Multidisciplinary research with both pitfalls and potential

2013-12-04

Yesterday afternoon about 40 researchers from the Impact programme gathered at CRS for the second researchers’ meeting of 2013. They got to listen to panel debate about multidisciplinary/interdisciplinary research which exposed strong and differing opinions.

Mats Franzen, Margareta Fahlgren, Grace Davie, Elena Namli and Leif Stenberg.

Mats Franzén, Margareta Fahlgren, Grace Davie, Elena Namli and Leif Stenberg.

Four researchers from different multidisciplinary research centers had been invited to the Impact researchers’ meeting to discuss the pitfalls and potentials of multidisciplinary research. The debate was chaired by professor emerita Grace Davie.

According to professor Leif Stenberg, from Centre for Middle Eastern Studies, Lund University and professor Margaretha Fahlgren, Centre for Gender Research, Uppsala university, it is clear that multidisciplinary research can contribute to understanding between researchers from different scientific fields. It can even lead to new, exciting results. But, at the same time, it also faces certain challenges. One of them is that researchers have a hard time finding journals willing to publish the results of multidisciplinary research. Another is the risk that multidisciplinary applications for research grants fall between the cracks, Leif Stenberg added.

### Tasks and exercises
1. Pick out every line in the rows that contains the string "surface".
2. Write the next part of the article on multidisciplinary research, picking up right after its final sentence.
These rows are unrelated to the article on multidisciplinary research.

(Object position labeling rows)
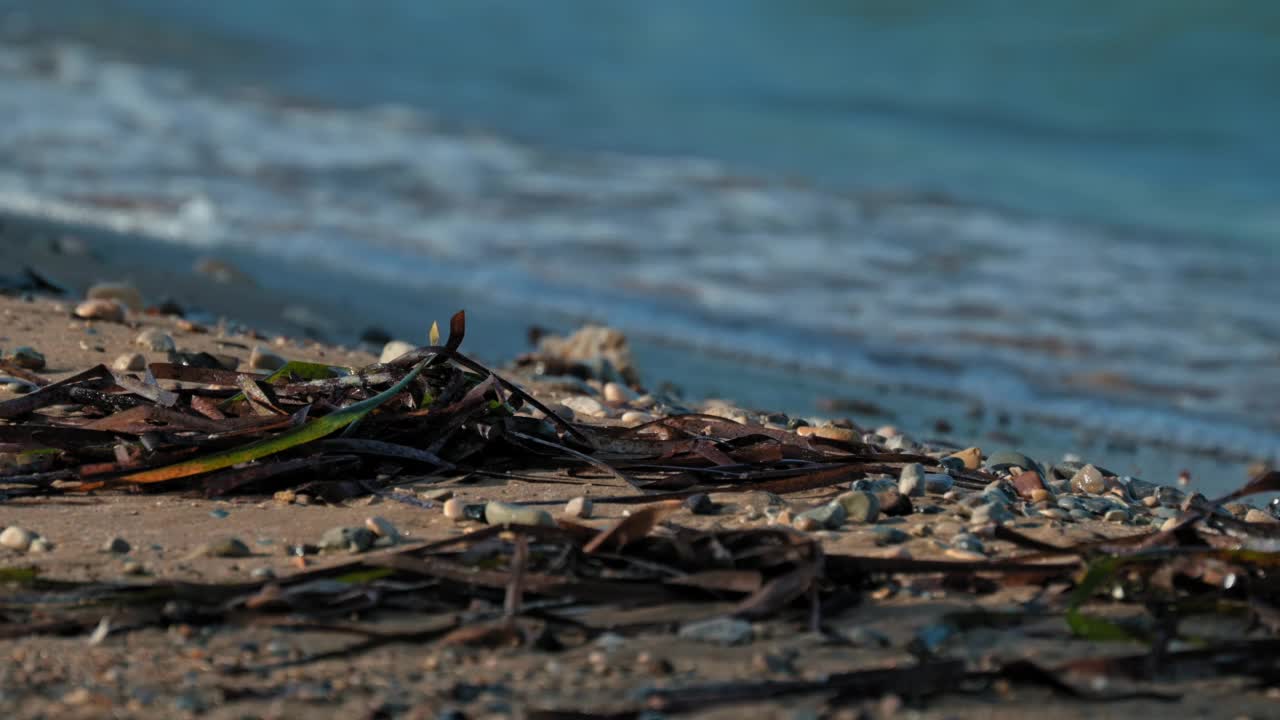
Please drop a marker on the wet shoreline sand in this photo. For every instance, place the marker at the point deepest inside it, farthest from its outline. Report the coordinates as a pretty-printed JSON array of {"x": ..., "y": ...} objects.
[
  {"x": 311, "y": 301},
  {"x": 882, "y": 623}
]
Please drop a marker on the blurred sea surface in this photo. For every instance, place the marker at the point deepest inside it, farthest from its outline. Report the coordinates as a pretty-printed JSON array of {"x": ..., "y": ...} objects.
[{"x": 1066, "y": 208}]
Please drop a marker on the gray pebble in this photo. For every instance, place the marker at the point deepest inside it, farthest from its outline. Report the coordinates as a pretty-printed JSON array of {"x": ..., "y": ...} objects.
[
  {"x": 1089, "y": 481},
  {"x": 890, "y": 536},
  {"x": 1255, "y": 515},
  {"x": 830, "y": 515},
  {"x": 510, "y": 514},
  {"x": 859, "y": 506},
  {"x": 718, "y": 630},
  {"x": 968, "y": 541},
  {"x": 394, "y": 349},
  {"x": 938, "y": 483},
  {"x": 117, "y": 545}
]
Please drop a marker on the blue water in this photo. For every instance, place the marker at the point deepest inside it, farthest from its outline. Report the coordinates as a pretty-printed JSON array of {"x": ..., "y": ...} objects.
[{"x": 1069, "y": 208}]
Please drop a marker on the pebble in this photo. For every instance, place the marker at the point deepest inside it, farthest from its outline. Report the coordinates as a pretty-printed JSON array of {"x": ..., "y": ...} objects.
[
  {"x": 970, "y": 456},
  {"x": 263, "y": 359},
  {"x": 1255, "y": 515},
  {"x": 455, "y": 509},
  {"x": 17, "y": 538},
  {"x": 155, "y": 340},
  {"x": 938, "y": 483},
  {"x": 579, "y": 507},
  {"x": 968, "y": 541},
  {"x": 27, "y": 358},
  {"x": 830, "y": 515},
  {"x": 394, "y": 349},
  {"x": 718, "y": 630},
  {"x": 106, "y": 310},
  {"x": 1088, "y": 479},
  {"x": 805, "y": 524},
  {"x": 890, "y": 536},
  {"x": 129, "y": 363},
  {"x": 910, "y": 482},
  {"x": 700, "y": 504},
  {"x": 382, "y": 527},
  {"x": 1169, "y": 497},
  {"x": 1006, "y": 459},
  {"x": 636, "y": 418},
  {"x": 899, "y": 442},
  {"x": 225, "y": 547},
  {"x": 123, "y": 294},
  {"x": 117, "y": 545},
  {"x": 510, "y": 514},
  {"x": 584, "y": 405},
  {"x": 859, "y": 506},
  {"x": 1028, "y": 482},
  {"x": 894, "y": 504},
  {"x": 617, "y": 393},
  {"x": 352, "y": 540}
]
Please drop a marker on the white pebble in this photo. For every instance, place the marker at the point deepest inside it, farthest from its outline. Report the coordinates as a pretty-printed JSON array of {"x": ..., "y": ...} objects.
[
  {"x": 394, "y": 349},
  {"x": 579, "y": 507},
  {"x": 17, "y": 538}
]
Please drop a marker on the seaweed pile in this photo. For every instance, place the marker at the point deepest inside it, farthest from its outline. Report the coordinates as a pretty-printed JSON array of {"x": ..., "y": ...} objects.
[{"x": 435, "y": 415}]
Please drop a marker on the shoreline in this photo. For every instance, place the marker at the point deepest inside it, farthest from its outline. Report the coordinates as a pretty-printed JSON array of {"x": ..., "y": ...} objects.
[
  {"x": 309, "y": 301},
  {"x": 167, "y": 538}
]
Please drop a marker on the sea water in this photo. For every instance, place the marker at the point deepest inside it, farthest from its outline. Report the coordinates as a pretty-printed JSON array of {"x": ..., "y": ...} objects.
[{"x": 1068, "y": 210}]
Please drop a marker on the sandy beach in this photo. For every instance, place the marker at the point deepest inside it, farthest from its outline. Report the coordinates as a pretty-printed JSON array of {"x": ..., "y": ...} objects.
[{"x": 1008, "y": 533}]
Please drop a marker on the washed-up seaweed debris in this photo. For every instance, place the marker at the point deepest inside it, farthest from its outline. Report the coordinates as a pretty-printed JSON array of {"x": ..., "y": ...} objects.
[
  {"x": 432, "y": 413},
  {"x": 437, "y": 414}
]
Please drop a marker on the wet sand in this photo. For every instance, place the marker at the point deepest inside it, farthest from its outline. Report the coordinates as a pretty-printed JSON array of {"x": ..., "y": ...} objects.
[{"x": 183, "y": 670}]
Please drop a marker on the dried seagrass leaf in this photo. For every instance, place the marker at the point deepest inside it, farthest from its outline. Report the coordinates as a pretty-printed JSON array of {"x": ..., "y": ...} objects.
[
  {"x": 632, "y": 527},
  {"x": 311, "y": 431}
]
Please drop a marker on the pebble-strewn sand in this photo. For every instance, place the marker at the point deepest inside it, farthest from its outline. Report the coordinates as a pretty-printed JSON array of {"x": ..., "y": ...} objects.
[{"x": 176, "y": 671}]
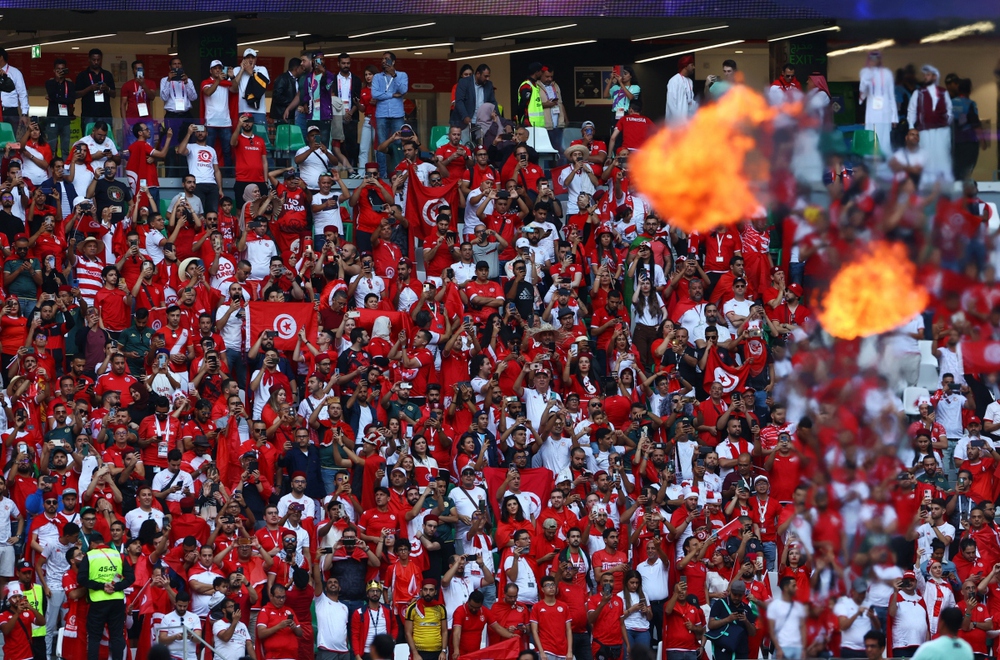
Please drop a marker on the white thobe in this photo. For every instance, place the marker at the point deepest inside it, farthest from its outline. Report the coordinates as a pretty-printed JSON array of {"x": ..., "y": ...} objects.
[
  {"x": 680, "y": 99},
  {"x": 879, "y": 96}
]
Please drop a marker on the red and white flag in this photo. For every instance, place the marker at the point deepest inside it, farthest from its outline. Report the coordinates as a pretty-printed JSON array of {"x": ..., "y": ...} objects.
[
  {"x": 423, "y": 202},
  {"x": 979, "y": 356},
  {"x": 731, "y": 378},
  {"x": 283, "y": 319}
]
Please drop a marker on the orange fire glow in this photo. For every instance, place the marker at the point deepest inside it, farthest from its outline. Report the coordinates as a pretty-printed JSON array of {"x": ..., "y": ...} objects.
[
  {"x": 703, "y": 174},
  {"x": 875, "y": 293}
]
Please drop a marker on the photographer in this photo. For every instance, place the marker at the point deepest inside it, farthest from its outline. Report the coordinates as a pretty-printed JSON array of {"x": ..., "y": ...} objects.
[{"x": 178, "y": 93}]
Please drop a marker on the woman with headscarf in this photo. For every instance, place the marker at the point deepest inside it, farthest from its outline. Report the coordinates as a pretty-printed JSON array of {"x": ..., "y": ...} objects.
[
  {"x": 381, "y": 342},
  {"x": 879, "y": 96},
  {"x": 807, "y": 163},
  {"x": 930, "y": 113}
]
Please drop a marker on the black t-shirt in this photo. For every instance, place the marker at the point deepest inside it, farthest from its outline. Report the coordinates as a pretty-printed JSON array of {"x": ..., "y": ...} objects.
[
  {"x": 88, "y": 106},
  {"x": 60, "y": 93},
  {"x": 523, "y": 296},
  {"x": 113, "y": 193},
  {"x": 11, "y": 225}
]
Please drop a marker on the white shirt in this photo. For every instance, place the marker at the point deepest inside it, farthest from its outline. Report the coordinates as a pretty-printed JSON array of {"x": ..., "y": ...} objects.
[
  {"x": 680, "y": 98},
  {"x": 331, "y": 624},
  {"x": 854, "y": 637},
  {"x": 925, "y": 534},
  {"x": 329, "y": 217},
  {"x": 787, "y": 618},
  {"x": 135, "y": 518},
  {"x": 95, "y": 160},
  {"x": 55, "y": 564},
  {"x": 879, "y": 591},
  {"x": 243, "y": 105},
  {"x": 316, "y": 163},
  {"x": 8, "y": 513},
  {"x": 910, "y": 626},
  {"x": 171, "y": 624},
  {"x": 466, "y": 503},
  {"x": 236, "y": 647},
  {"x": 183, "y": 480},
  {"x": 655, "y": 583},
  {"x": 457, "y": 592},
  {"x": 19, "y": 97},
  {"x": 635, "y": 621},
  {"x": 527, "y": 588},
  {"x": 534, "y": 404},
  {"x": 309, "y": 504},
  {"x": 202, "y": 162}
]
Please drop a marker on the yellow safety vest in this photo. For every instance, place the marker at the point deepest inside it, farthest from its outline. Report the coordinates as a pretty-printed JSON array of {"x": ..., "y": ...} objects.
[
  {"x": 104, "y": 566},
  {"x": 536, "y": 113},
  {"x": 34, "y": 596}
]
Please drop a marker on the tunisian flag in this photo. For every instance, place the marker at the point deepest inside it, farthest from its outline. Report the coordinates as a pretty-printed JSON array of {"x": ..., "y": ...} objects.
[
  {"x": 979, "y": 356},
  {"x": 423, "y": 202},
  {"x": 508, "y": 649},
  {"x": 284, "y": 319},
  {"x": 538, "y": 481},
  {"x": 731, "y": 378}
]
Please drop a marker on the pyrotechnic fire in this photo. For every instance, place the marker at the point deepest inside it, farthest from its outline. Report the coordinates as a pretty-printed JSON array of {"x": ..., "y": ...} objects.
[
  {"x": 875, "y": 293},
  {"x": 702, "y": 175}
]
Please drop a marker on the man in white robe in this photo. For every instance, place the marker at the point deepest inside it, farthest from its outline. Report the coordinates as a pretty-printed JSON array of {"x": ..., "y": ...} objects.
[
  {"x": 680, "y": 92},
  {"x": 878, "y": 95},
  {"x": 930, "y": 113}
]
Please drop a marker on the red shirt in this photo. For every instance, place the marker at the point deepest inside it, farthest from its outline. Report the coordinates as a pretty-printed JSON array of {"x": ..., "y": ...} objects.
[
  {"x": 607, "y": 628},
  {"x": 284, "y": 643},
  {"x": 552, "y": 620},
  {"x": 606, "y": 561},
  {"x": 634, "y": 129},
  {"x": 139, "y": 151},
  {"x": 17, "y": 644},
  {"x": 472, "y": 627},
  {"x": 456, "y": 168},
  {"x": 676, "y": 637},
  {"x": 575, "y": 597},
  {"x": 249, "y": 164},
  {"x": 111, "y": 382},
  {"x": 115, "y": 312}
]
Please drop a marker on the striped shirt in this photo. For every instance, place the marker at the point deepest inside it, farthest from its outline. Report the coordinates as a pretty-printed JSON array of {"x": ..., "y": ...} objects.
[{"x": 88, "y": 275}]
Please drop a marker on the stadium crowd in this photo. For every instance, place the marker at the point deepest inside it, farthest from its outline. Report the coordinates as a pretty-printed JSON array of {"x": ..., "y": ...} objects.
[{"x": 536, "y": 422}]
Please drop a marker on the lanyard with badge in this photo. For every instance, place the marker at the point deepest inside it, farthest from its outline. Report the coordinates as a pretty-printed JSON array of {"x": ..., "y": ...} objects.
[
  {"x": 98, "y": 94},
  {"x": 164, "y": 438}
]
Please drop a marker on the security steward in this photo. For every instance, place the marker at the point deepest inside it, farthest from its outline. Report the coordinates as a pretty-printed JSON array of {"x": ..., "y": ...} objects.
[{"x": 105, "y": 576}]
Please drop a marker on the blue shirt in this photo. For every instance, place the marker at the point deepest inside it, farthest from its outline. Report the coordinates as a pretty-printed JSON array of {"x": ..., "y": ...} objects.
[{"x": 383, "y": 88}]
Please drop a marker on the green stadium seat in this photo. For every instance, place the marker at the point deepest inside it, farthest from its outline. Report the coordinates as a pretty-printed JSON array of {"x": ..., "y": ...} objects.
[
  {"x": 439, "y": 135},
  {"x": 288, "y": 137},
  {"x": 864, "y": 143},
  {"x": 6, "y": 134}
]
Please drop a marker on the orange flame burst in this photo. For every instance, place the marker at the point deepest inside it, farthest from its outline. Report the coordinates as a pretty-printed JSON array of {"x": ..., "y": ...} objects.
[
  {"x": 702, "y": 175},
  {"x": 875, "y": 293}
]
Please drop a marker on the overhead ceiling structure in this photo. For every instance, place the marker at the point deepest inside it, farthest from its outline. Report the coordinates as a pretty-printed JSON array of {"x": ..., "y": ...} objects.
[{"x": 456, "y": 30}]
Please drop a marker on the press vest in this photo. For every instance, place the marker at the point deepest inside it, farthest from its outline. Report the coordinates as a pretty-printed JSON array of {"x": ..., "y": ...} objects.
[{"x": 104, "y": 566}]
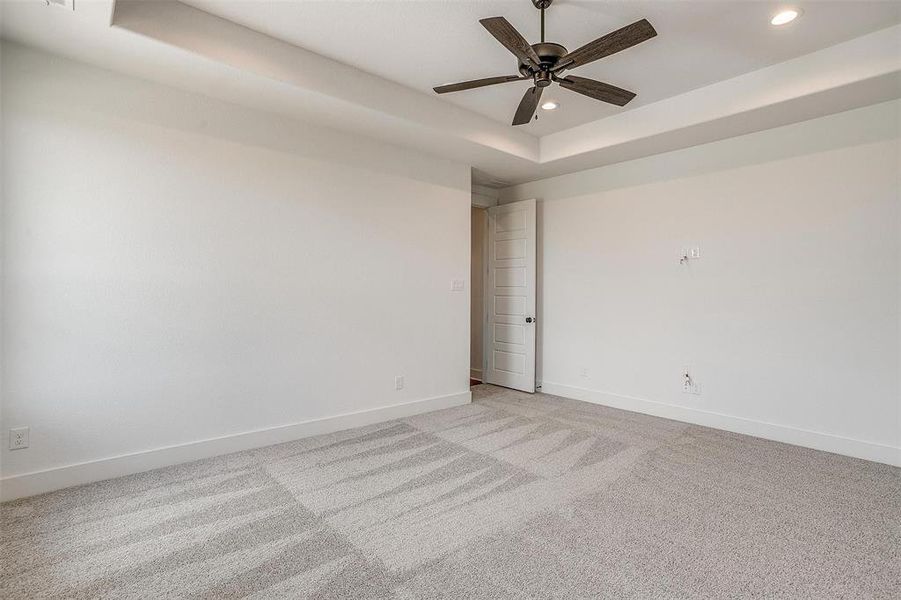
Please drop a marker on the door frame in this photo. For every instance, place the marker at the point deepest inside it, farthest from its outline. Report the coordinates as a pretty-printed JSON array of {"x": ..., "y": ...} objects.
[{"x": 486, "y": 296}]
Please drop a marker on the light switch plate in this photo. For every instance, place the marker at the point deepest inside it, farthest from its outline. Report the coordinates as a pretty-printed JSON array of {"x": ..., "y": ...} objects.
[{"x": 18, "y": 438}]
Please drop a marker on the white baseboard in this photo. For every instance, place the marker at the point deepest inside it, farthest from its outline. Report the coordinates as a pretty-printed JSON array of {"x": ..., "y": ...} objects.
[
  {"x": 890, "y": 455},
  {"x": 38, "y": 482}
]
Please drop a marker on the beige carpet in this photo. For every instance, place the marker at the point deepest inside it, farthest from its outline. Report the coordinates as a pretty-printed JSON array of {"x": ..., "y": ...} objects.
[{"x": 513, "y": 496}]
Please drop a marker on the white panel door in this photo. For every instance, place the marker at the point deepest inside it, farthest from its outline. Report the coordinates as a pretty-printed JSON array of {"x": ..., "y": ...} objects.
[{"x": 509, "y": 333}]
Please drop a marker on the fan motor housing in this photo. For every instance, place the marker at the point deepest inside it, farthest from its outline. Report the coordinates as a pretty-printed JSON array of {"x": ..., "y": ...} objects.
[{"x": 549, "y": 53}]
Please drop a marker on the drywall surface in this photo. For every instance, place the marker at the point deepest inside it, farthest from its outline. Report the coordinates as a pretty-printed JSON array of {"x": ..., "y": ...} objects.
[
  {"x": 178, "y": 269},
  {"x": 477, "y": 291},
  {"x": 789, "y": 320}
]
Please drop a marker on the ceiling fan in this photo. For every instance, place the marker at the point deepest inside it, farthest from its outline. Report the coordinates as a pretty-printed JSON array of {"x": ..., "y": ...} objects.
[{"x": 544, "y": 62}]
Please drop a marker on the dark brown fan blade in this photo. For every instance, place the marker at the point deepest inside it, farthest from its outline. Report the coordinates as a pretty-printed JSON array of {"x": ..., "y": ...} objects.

### Answers to the exercises
1.
Please drop a marker on the blurred sea surface in this photo. For every instance, place the marker at the point deepest inside it, farthest from its outline. Report the coordinates as a pretty-printed JSON array of {"x": ..., "y": ...} objects.
Please drop a marker on the drywall surface in this photo. For every instance, place the marker at the point deepest inside it, farthest from its outline. Report the coordinates as a pretty-printed JSON array of {"x": ..., "y": ...} objects.

2.
Professor Elena Namli, Uppsala Centre for Russian and Eurasian Studies, stressed the importance of researchers being firmly rooted in their own disciplines. She also expressed some skepticism towards the multidisciplinary approach.
– It is good to learn enough from others to be challenged by them, but it is necessary to build your confidence in your own discipline, she said.

Another important characteristic for the traditional research disciplines is that they have mechanisms to ensure the quality of research. According to Elena Namli, that is sometimes lacking in multidisciplinary research environments.
Margareta Fahlgren replied to Elena Namli’s criticism by pointing to the complexity of the problems that societies face today, problems that often need multidisciplinary research to be solved. Fahlgren also stressed that today’s scientific disciplines are not natural, but historical constructions.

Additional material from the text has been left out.